◆ Data for analysis:
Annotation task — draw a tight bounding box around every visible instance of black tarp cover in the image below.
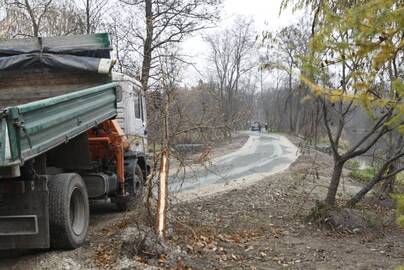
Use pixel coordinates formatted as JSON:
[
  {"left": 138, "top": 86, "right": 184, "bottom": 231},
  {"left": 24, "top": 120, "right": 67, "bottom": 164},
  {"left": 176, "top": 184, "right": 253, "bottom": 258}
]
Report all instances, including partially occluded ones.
[{"left": 0, "top": 33, "right": 113, "bottom": 73}]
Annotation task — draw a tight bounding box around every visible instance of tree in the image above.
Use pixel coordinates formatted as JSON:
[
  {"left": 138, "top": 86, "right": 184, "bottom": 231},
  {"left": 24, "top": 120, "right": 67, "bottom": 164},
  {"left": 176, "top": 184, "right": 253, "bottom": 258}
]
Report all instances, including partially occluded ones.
[
  {"left": 119, "top": 0, "right": 221, "bottom": 93},
  {"left": 296, "top": 0, "right": 404, "bottom": 206},
  {"left": 109, "top": 1, "right": 221, "bottom": 236},
  {"left": 205, "top": 17, "right": 256, "bottom": 134},
  {"left": 154, "top": 47, "right": 184, "bottom": 238},
  {"left": 80, "top": 0, "right": 109, "bottom": 34},
  {"left": 0, "top": 0, "right": 54, "bottom": 37},
  {"left": 261, "top": 21, "right": 310, "bottom": 134},
  {"left": 0, "top": 0, "right": 95, "bottom": 37}
]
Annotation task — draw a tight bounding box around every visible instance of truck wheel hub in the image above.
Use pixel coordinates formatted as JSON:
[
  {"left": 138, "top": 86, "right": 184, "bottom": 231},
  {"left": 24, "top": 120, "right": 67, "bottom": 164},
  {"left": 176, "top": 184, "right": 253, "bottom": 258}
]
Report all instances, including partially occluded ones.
[{"left": 70, "top": 188, "right": 86, "bottom": 236}]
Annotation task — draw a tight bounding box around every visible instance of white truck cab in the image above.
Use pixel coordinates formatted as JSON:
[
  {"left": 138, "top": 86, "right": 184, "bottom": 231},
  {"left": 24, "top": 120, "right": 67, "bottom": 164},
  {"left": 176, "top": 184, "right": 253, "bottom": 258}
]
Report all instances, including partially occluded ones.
[{"left": 113, "top": 73, "right": 148, "bottom": 153}]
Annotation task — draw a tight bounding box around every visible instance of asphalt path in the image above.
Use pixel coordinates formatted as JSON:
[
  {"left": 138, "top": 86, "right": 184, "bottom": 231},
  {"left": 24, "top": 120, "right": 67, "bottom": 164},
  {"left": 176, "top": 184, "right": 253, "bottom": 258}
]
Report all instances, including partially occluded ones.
[{"left": 169, "top": 131, "right": 299, "bottom": 194}]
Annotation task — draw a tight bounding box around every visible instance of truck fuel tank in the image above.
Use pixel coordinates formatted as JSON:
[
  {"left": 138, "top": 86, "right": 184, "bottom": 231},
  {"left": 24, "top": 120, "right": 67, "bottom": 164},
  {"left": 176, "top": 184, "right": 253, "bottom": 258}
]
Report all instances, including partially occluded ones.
[{"left": 82, "top": 173, "right": 118, "bottom": 199}]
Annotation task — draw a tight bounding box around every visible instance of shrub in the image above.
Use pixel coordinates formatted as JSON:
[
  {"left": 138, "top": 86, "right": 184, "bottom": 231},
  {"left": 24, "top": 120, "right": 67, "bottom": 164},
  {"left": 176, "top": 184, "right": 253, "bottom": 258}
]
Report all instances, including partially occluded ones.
[{"left": 394, "top": 194, "right": 404, "bottom": 228}]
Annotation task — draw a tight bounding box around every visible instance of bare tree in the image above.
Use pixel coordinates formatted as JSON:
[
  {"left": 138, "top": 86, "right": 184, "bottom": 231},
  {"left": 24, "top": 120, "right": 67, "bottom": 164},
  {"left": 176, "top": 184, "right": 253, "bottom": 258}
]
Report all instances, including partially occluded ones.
[
  {"left": 79, "top": 0, "right": 109, "bottom": 34},
  {"left": 119, "top": 0, "right": 220, "bottom": 93},
  {"left": 0, "top": 0, "right": 100, "bottom": 37},
  {"left": 0, "top": 0, "right": 54, "bottom": 37},
  {"left": 261, "top": 21, "right": 311, "bottom": 134},
  {"left": 205, "top": 17, "right": 256, "bottom": 135},
  {"left": 153, "top": 47, "right": 186, "bottom": 238}
]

◆ Work to be completed:
Work out how many lines in the preceding data include the word "truck". State only that number.

◆ Exercise response:
3